Kaynak Metin:
Sûrenin bu ilk sekiz âyetinin iniş sebebi olarak şu hâdise zikredilir:
Ebu Talib hastalandığı zaman Kureyş’ten bir heyet geldi. İçlerinde Ebu Cehil de vardı. Yanına girdiler. “Kardeşinin oğlu bizim ilâhlarımızı kötülüyor, şöyle yapıyor, şöyle şöyle diyor. Ona haber göndersen de bundan vazgeçse” dediler. Haber gönderdi. Resûl-i Ekrem (s.a.v.) geldi, odaya girdi. Ebu Talib’in yanında bir kişilik yer vardı, oraya oturmasın diye Ebu Cehil sıçradı, oraya oturdu. Resûlullah, amcasının yakınında oturacak yer bulamayınca kapının yanında oturdu. Ebu Talib: “Ey kardeşimin oğlu! Kavmin yine senden şikâyet ediyorlar, ilâhlarını kötülüyorsun, şöyle şöyle diyorsun, iddiasında bulunuyorlar” dedi. Onlar da birçok şeyler söylediler. Resûlullah (s.a.s.) söz aldı:
“- Ey amca! Ben onlardan bir söz istiyorum. Öyle bir söz ki o sayede Araplar onlara boyun eğecek, Acemler de onlara cizye verecek” dedi. Bunun üzerine sevindiler, “Babanın aşkına ondan fazlasını da veririz, nedir o kelime?” dediler. “Bir tek kelime” dedi. “Ne o?” dediler. Efendimiz (s.a.s.) “Lâ ilâhe illallah” der demez telaşla kalktılar ve elbiselerini çırparak âyetlerde belirtildiği şekilde şaşkınlıklarını ifade ettiler. (Tirmizî, Tefsir 38/1; Ahmed b. Hanbel, Müsned, I, 227, 362)

Veri Satırları:

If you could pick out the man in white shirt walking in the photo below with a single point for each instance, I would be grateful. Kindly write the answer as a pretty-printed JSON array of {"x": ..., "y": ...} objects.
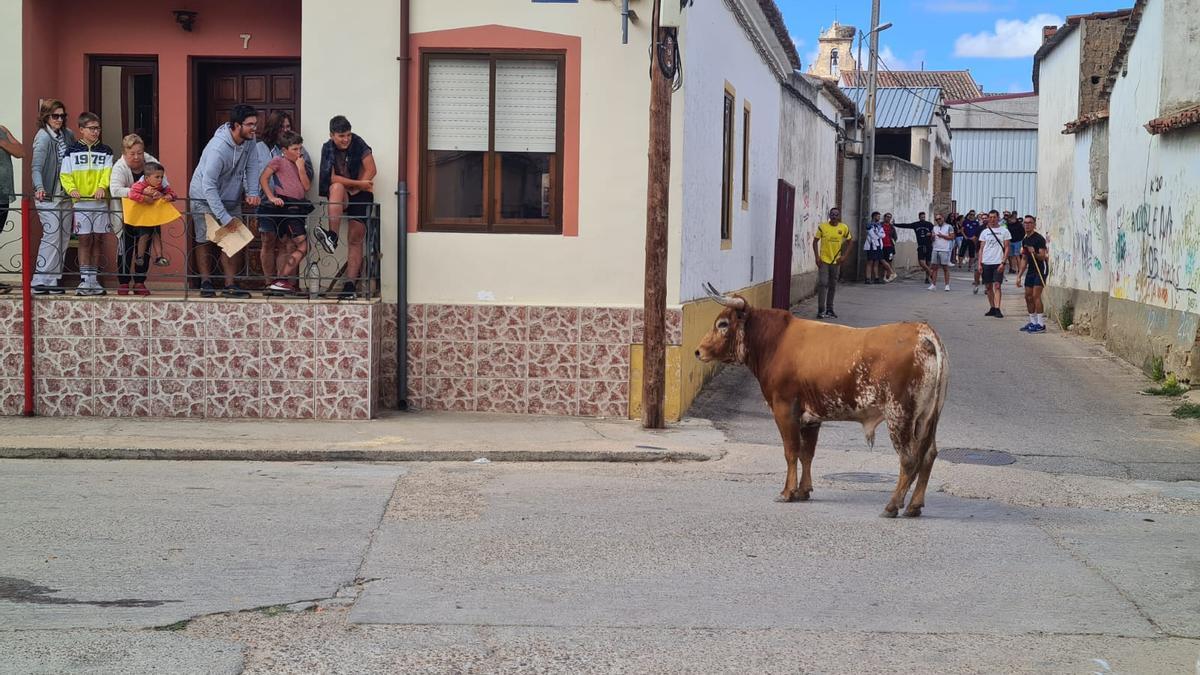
[
  {"x": 994, "y": 254},
  {"x": 943, "y": 245}
]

Verilen Görev:
Sûrenin ilk sekiz âyetinin iniş sebebini anlatan kaynak metni baştan sona, hiçbir değişiklik yapmadan alıntılayın. Öğelerin kaynak metinle hiçbir ilgisi yoktur.

Görev Yanıtı:
Sûrenin bu ilk sekiz âyetinin iniş sebebi olarak şu hâdise zikredilir:
Ebu Talib hastalandığı zaman Kureyş’ten bir heyet geldi. İçlerinde Ebu Cehil de vardı. Yanına girdiler. “Kardeşinin oğlu bizim ilâhlarımızı kötülüyor, şöyle yapıyor, şöyle şöyle diyor. Ona haber göndersen de bundan vazgeçse” dediler. Haber gönderdi. Resûl-i Ekrem (s.a.v.) geldi, odaya girdi. Ebu Talib’in yanında bir kişilik yer vardı, oraya oturmasın diye Ebu Cehil sıçradı, oraya oturdu. Resûlullah, amcasının yakınında oturacak yer bulamayınca kapının yanında oturdu. Ebu Talib: “Ey kardeşimin oğlu! Kavmin yine senden şikâyet ediyorlar, ilâhlarını kötülüyorsun, şöyle şöyle diyorsun, iddiasında bulunuyorlar” dedi. Onlar da birçok şeyler söylediler. Resûlullah (s.a.s.) söz aldı:
“- Ey amca! Ben onlardan bir söz istiyorum. Öyle bir söz ki o sayede Araplar onlara boyun eğecek, Acemler de onlara cizye verecek” dedi. Bunun üzerine sevindiler, “Babanın aşkına ondan fazlasını da veririz, nedir o kelime?” dediler. “Bir tek kelime” dedi. “Ne o?” dediler. Efendimiz (s.a.s.) “Lâ ilâhe illallah” der demez telaşla kalktılar ve elbiselerini çırparak âyetlerde belirtildiği şekilde şaşkınlıklarını ifade ettiler. (Tirmizî, Tefsir 38/1; Ahmed b. Hanbel, Müsned, I, 227, 362)